▶ [WHAT YOU ARE ASKED TO DO]
Number the lines from the one containing "Tag girl's open" through the last of the entries below, both ends included, as a list and leave out any blank lines.

-- start of GIVEN INFORMATION --

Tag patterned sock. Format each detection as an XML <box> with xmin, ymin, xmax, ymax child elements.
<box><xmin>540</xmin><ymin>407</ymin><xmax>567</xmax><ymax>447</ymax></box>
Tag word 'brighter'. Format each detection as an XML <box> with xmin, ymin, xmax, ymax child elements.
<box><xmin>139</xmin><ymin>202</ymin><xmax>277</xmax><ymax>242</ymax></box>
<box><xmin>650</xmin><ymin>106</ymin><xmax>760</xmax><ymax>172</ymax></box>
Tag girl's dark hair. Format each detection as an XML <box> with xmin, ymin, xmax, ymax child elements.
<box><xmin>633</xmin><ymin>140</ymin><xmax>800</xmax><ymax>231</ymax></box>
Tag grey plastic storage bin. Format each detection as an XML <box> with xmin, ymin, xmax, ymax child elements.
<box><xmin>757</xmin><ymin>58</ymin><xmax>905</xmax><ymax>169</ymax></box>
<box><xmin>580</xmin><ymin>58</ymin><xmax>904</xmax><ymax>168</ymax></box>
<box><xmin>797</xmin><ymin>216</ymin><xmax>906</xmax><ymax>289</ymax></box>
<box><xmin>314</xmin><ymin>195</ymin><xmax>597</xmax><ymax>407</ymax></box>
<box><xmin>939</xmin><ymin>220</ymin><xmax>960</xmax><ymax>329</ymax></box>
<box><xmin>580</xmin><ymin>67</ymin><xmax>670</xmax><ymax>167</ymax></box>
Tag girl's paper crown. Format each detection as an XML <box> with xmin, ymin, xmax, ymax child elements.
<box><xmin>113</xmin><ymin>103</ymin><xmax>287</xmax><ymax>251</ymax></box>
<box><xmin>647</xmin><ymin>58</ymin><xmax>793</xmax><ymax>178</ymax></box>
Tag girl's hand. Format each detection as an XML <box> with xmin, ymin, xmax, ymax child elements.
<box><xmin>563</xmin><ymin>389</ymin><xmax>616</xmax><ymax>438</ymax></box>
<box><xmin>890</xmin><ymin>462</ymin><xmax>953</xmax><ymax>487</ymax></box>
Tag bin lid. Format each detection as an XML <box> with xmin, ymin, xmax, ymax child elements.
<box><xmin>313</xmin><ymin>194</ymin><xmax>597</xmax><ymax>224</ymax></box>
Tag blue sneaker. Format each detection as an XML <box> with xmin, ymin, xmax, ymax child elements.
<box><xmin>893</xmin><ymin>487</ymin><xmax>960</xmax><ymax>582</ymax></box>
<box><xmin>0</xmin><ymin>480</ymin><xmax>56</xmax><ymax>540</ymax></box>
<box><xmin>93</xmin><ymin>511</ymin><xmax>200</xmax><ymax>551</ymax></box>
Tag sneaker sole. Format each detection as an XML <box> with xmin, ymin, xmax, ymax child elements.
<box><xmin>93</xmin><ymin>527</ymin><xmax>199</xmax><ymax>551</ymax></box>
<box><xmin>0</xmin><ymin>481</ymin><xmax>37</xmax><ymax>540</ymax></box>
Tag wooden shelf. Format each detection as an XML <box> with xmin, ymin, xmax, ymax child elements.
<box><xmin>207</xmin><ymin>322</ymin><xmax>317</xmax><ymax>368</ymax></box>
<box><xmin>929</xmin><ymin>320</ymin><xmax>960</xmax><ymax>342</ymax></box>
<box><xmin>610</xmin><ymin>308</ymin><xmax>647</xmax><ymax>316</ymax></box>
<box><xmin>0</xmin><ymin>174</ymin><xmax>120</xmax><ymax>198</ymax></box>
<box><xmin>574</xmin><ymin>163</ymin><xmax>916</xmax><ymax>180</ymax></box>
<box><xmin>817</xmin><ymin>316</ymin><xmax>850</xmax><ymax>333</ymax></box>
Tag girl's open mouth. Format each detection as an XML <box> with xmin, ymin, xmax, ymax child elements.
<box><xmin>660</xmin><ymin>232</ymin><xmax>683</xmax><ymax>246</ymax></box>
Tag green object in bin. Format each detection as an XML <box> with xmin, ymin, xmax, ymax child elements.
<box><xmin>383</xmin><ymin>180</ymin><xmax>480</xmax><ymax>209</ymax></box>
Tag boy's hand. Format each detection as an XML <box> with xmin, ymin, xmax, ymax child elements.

-- end of GIVEN INFORMATION --

▶ [RESULT]
1. Tag girl's open mouth. Format each detection as an XML <box> with xmin, ymin, xmax, ymax child elements.
2. <box><xmin>660</xmin><ymin>232</ymin><xmax>683</xmax><ymax>246</ymax></box>
3. Tag green object in bin. Format each detection as an XML <box> with xmin, ymin, xmax, ymax child elements.
4. <box><xmin>383</xmin><ymin>180</ymin><xmax>480</xmax><ymax>209</ymax></box>
5. Tag boy's hand. Format each detection as an XML <box> with xmin, ymin, xmax, ymax child elements.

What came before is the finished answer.